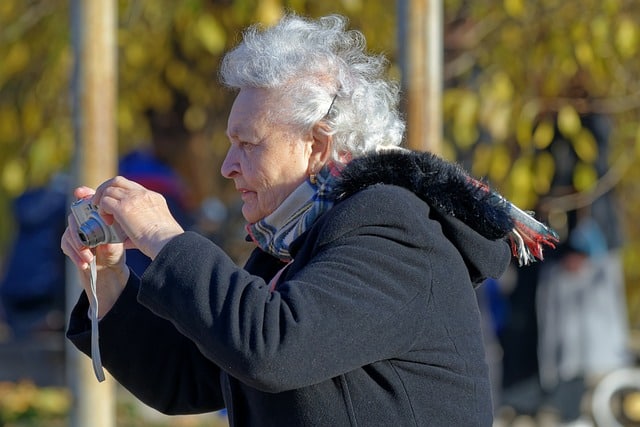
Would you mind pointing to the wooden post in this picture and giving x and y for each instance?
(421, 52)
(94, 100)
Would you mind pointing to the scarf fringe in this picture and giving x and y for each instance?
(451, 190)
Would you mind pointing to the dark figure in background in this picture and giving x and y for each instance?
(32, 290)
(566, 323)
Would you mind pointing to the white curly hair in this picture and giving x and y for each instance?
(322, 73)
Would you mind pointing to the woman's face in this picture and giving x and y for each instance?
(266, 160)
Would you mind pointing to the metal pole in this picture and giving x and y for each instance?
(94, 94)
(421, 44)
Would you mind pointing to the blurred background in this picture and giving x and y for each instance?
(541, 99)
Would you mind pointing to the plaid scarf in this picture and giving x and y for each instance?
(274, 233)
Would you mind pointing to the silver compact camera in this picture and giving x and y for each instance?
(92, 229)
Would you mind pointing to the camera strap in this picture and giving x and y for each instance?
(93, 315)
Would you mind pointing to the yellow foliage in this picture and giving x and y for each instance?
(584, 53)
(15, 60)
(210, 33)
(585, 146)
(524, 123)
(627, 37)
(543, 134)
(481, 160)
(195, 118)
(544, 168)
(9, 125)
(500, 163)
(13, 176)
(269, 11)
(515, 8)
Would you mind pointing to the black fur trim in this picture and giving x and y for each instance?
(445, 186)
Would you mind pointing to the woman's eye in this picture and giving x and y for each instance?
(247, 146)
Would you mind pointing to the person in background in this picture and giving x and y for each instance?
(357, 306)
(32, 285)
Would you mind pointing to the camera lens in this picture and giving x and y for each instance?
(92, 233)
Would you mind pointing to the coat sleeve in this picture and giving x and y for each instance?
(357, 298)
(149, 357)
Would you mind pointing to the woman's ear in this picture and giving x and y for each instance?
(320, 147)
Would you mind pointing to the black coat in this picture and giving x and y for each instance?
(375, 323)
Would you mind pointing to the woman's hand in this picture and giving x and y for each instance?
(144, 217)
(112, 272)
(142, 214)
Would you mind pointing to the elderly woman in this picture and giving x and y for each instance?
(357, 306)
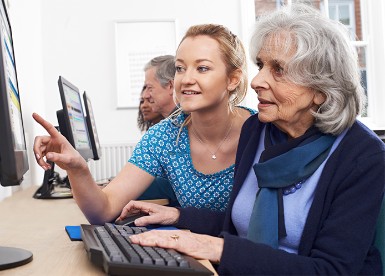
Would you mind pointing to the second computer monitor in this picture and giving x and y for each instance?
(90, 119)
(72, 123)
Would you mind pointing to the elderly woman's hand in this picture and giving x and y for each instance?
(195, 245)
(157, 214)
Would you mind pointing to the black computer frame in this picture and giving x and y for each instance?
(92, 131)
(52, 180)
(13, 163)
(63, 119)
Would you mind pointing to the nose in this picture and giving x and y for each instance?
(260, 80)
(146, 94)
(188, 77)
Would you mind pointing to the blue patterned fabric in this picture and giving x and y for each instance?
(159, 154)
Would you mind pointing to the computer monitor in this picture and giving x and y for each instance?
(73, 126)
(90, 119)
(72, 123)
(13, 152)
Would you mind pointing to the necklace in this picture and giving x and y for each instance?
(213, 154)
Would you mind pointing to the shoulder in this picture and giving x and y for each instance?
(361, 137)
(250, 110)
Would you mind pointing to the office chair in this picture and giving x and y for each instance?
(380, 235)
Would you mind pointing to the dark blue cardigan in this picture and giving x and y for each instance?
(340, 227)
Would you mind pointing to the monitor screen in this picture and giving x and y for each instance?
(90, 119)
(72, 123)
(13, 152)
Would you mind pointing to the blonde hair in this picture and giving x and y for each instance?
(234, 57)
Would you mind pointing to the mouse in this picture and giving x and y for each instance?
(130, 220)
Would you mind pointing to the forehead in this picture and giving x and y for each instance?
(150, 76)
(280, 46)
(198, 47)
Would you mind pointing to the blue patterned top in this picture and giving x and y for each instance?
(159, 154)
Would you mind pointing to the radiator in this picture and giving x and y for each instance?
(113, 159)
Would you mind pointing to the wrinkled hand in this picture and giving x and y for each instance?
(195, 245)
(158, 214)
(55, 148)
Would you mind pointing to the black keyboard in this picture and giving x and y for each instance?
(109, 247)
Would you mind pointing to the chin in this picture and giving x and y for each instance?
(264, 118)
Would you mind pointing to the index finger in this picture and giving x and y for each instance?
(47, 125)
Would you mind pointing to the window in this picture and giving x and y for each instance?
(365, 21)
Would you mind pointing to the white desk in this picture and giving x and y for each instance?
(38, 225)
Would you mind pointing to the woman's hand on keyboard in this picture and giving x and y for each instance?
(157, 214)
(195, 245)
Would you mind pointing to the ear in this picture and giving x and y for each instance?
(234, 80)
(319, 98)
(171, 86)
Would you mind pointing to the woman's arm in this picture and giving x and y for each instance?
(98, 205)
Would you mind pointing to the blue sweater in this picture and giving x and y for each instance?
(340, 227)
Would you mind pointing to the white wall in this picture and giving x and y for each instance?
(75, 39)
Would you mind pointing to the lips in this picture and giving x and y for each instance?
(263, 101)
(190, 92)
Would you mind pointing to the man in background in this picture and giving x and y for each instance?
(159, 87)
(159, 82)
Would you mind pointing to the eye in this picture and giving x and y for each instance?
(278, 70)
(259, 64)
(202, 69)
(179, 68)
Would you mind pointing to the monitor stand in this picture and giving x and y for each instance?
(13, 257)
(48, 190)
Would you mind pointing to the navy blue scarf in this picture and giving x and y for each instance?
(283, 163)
——————————
▸ **INSTRUCTION**
Leave out the pictures and restate everything else word for word.

▸ **RESPONSE**
Would you mind pointing to the wooden post in this picture and giving x and y for each instance?
(421, 52)
(94, 100)
Would you mind pointing to the scarf fringe in this picture and giving x and y for each instance?
(451, 190)
Would you mind pointing to the dark figure in background in this picture and giving x and y for each instance?
(32, 290)
(566, 323)
Would you mind pointing to the white curly hair in this picture and giving x and y for each instance?
(322, 73)
Would you mind pointing to the woman's face in this picture and giving x and y for each instance?
(266, 160)
Would you mind pointing to the metal pole in this picture and giving x and y for each instance?
(94, 94)
(421, 44)
Would you mind pointing to the blurred background in this picture and giving x and y for each instance?
(541, 99)
Would you mind pointing to the plaid scarf in this picture and giving x and y for each instance?
(274, 233)
Would you mind pointing to the silver compact camera in this picture and giving x and y for each instance?
(92, 229)
Would you mind pointing to the camera strap in this picture and giving x and y for each instance?
(93, 315)
Would you mind pointing to the yellow foliage in this picture and giving x and y for each instance?
(584, 53)
(15, 60)
(210, 33)
(585, 146)
(524, 123)
(627, 37)
(543, 134)
(481, 160)
(195, 118)
(544, 168)
(9, 125)
(500, 163)
(13, 176)
(269, 11)
(515, 8)
Would you mind pointing to the black fur trim in this picture and giving x and y for each instance?
(445, 186)
Would you mind pointing to the woman's eye in this picture and giving x and y for each instance?
(247, 146)
Would you mind pointing to the person in background in this picture and giving x and y for each instance?
(357, 306)
(32, 285)
Would you mind pointing to the camera lens in this picture and giving x and y for each instance?
(92, 233)
Would you mind pointing to the coat sleeve in this picture and giving x and y for each instance?
(357, 298)
(149, 357)
Would you mind pointing to the woman's ear in this picture and giving x and y for each instance?
(320, 147)
Would you mind pointing to the black coat in this picture and giving x and y for each instance?
(375, 323)
Would you mind pointing to the woman's hand in this picture and giving x and y for each instance?
(144, 217)
(112, 272)
(142, 214)
Would you mind pointing to the elderly woman in this picture and giving x and y for each instance?
(357, 306)
Would you mind pointing to the second computer monitor in this picture and giving x and y for each instance?
(90, 119)
(72, 123)
Would you mind pointing to the elderly woman's hand in this picture and giving x and y for each instance?
(195, 245)
(157, 214)
Would you mind pointing to the black computer frame in this picture and giving x and y for each instance?
(92, 131)
(52, 180)
(13, 163)
(63, 119)
Would you mind pointing to the nose in this picture and giving x and y for each instance?
(260, 80)
(146, 94)
(188, 77)
Would you mind pointing to the blue patterned fabric in this picture and giving x and y for each instance?
(159, 154)
Would you mind pointing to the computer monitor in this picture and giving x and y for each instance?
(73, 126)
(90, 119)
(72, 123)
(13, 152)
Would you mind pointing to the necklace in this picture and giving x and y for each instance?
(213, 154)
Would you mind pointing to the shoulder in this picture and giving x and y for each instance?
(361, 137)
(250, 110)
Would you mind pointing to the office chair in this picture and giving x and y for each instance?
(380, 235)
Would you mind pointing to the dark blue cardigan in this picture and giving x and y for each instance?
(340, 227)
Would you mind pointing to the monitor screen in this picture and giving x and y for each instance?
(90, 119)
(72, 123)
(13, 152)
Would you mind pointing to the blonde hair in this picture and giving x and y for each instance?
(234, 57)
Would you mind pointing to the mouse in this picture and giving x and y for each instance?
(130, 220)
Would you mind pointing to the forehead in this picture and giving x and y for each instance?
(150, 76)
(280, 46)
(198, 47)
Would you mind pointing to the blue patterned top in this picture and giving x and y for each instance?
(159, 154)
Would you mind pointing to the radiator in this picture and giving x and y for each instance?
(113, 159)
Would you mind pointing to the wrinkled hand in this picture and giving x and y for each instance?
(195, 245)
(158, 214)
(55, 148)
Would you mind pointing to the black keyboard in this picture and giving x and y for each instance?
(109, 247)
Would you mind pointing to the chin in this picture and giving x and y for each instance?
(264, 118)
Would you mind pointing to the index finger in this picture and giving x and y for each instance?
(47, 125)
Would you mind pointing to the window in this picture and giving x and y for each instance?
(365, 21)
Would you mind pointing to the white desk in this picture and giving x and y for each instance?
(38, 225)
Would you mind pointing to the woman's hand on keyboard in this picture and giving x and y for each instance?
(157, 214)
(195, 245)
Would you mind pointing to the ear in this picture and giving x and y for each instance?
(234, 80)
(319, 98)
(171, 86)
Would you mind pointing to the woman's arm in this picture and giving x and y for each instance?
(98, 205)
Would you mind pointing to the blue sweater in this picture and giving x and y for each instance?
(340, 227)
Would you mind pointing to the white wall in this picture and giving x and y for each instance?
(75, 39)
Would you mind pointing to the lips in this picture and giving x and y for each instance?
(263, 101)
(190, 92)
Would you mind pointing to the man in background in this picture and giving x and y for each instance?
(159, 87)
(159, 82)
Would you mind pointing to the eye in this picture and giving x and y for each instance?
(278, 70)
(259, 64)
(202, 69)
(179, 68)
Would you mind pointing to the monitor stand in this picture and giving x and y for each instance?
(13, 257)
(48, 190)
Would you mind pointing to the navy blue scarf in this picture and giving x and y for each instance?
(283, 163)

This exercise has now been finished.